Repeat all of the entries below, swapping every "Objective" for "Instruction" and leaving everything else as it is.

** begin RECORDS SUPPLIED **

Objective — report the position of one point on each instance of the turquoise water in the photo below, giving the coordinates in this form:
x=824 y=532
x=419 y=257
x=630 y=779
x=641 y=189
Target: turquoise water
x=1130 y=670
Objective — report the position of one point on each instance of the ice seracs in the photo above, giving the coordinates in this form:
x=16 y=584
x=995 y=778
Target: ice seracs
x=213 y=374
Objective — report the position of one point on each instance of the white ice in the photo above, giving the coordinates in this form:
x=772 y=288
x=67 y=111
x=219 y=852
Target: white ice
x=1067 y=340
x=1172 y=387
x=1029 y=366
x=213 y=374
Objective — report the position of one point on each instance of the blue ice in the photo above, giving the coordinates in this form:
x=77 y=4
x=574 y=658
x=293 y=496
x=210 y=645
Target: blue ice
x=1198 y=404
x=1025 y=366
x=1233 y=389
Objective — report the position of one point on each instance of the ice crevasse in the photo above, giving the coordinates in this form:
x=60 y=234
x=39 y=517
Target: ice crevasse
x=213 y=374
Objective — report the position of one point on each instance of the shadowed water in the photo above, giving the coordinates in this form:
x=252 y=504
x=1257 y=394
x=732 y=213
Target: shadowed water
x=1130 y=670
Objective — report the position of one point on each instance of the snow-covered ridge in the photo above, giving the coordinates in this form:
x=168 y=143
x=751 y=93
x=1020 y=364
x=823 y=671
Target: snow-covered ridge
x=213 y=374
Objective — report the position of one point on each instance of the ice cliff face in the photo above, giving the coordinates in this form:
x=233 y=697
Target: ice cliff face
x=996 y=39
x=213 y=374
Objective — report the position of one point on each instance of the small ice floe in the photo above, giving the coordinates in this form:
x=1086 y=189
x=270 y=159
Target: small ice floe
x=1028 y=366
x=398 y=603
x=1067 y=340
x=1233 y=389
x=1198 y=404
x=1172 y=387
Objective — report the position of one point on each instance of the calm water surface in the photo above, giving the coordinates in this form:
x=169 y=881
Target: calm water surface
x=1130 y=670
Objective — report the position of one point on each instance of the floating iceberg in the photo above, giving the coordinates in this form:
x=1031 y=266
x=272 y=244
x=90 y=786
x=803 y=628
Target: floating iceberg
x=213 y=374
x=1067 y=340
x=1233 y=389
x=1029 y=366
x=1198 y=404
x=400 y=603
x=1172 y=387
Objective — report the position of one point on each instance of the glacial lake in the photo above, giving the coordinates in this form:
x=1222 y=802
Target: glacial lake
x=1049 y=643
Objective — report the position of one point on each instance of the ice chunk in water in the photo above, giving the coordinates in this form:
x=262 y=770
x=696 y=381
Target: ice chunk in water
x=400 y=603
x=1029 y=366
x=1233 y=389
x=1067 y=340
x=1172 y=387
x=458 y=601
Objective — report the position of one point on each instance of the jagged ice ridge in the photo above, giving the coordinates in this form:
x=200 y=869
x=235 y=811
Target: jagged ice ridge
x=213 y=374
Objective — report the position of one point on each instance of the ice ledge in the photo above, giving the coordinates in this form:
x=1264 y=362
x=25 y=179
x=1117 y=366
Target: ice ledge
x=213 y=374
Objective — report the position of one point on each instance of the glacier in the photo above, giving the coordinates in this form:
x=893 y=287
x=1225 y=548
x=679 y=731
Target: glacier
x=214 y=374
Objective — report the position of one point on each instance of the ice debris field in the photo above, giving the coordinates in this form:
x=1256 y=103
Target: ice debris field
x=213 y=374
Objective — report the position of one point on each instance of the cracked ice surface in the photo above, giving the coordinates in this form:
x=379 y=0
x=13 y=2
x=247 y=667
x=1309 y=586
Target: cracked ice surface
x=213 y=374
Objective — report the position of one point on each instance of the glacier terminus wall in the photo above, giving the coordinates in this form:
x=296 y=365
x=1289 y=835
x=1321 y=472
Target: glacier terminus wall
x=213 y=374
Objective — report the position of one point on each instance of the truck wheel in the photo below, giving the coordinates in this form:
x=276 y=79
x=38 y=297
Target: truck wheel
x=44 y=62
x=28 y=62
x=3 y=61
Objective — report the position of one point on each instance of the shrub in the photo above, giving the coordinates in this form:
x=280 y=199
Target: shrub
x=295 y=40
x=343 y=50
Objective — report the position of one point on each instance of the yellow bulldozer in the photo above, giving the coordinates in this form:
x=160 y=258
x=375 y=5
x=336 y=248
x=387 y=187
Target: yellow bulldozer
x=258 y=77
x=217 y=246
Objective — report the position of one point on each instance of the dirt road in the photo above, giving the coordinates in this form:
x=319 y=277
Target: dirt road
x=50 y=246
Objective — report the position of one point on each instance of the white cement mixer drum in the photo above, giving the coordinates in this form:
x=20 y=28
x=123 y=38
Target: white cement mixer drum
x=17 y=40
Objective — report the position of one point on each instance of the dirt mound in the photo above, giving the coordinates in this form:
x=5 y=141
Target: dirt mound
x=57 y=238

** end RECORDS SUPPLIED **

● **SOLUTION BELOW**:
Instruction — report the position of one point on each instance of the turquoise water in the photo below, giving the coordinates in this form:
x=824 y=532
x=419 y=257
x=630 y=779
x=641 y=189
Target: turquoise water
x=1130 y=670
Instruction — report the position of one point on each instance of the ice seracs in the photo above, giving the coordinates in this form:
x=16 y=584
x=995 y=778
Target: ice seracs
x=213 y=374
Instruction — report the position of one point on each instance of the white ice in the photo above, giving the coordinates in this form:
x=772 y=288
x=67 y=111
x=219 y=852
Target: white ice
x=1067 y=340
x=1172 y=387
x=1029 y=366
x=213 y=374
Instruction — report the position of one point on each instance of the blue ice in the photo above, giving the coordinates in this form:
x=77 y=4
x=574 y=658
x=293 y=496
x=210 y=645
Target: blue ice
x=1198 y=404
x=1025 y=366
x=1233 y=389
Instruction — report the position of one point on each instance of the ice crevasse in the photo above, giving the coordinates in this form:
x=60 y=234
x=39 y=517
Target: ice crevasse
x=213 y=374
Instruction — report the position of one point on each instance of the shadowed water in the photo above, giving the coordinates in this form:
x=252 y=504
x=1257 y=394
x=732 y=213
Target: shadowed water
x=1130 y=670
Instruction — report the position of one point on each instance of the snow-covered ridge in the photo above, giving the coordinates in this form:
x=168 y=143
x=751 y=93
x=1020 y=364
x=823 y=671
Target: snow-covered ridge
x=213 y=374
Instruction — report the position of one point on each instance of the ice cliff face in the photo above, giving the coordinates in this form:
x=233 y=697
Target: ice cliff face
x=996 y=39
x=213 y=374
Instruction — report the position of one point on each instance of the small ice floe in the photo above, giving the coordinates in this form:
x=1086 y=189
x=270 y=159
Target: small ice floe
x=1028 y=366
x=398 y=603
x=1067 y=340
x=1233 y=389
x=1198 y=404
x=1172 y=387
Instruction — report the position of one point on each instance of the calm water surface in the photo above, giving the coordinates in this form:
x=169 y=881
Target: calm water surface
x=1130 y=670
Instruction — report the position of one point on each instance of the floating iceberg in the photo above, giving the coordinates in this form:
x=1031 y=266
x=272 y=244
x=90 y=786
x=803 y=628
Target: floating iceberg
x=213 y=374
x=1067 y=340
x=1233 y=389
x=1029 y=366
x=1198 y=404
x=400 y=603
x=1172 y=387
Instruction — report the position of one point on each instance of the glacial lake in the photo above, giving the coordinates in this form:
x=1222 y=802
Target: glacial lake
x=1049 y=643
Instruction — report the position of one point on each instance of the ice chunk in water in the photo above, giving the coordinates in this form:
x=262 y=770
x=696 y=381
Target: ice chunk in water
x=400 y=603
x=1029 y=366
x=1233 y=389
x=1067 y=340
x=1172 y=387
x=458 y=601
Instruction — report the position of one point on each instance of the jagged ice ridge in the photo above, giving the coordinates in this form:
x=200 y=869
x=235 y=811
Target: jagged ice ridge
x=213 y=374
Instruction — report the position of one point on each instance of the ice ledge in the photo above, giving the coordinates in this form:
x=1264 y=362
x=25 y=179
x=1117 y=366
Target: ice ledge
x=213 y=374
Instruction — report the position of one point on each instance of the glacier in the photo above, giving the coordinates in this form:
x=893 y=287
x=1225 y=548
x=679 y=731
Target: glacier
x=214 y=374
Instruction — report the position of one point on each instance of the ice debris field in the photo above, giving the coordinates in this form:
x=1256 y=103
Target: ice debris field
x=213 y=374
Instruction — report the position of one point on each instance of the cracked ice surface in the photo above, giving the coordinates in this form:
x=379 y=0
x=13 y=2
x=247 y=667
x=1309 y=586
Target: cracked ice surface
x=213 y=374
Instruction — report the position of one point on each instance of the glacier terminus wall in the photo above, giving the coordinates in this form:
x=296 y=365
x=1289 y=835
x=1321 y=472
Target: glacier terminus wall
x=213 y=374
Instruction — report the position of one point on each instance of the truck wheel in the photo below, giving the coordinates in this form:
x=276 y=79
x=38 y=297
Target: truck wheel
x=44 y=62
x=28 y=62
x=3 y=61
Instruction — report the position of one point on each instance of the shrub in the photo above, giving the coordinates in this form:
x=280 y=199
Target: shrub
x=295 y=40
x=343 y=50
Instruction — report the position of one point on each instance of the yellow bulldozer in the photo above, giving the coordinates in this form:
x=160 y=258
x=375 y=5
x=336 y=248
x=387 y=187
Target: yellow bulldozer
x=258 y=77
x=217 y=246
Instruction — report the position of one point on each instance of the dirt road in the photo above, giving the coordinates in this form:
x=319 y=277
Target: dirt road
x=50 y=246
Instruction — report the position of one point on each instance of the white cement mixer drum in the photo above, giving the coordinates in this form:
x=20 y=28
x=123 y=38
Target: white cement mixer drum
x=17 y=40
Instruction — report the position of one point on each instance of the dirt mound in the photo above, giving the coordinates in this form:
x=5 y=141
Target: dirt mound
x=57 y=238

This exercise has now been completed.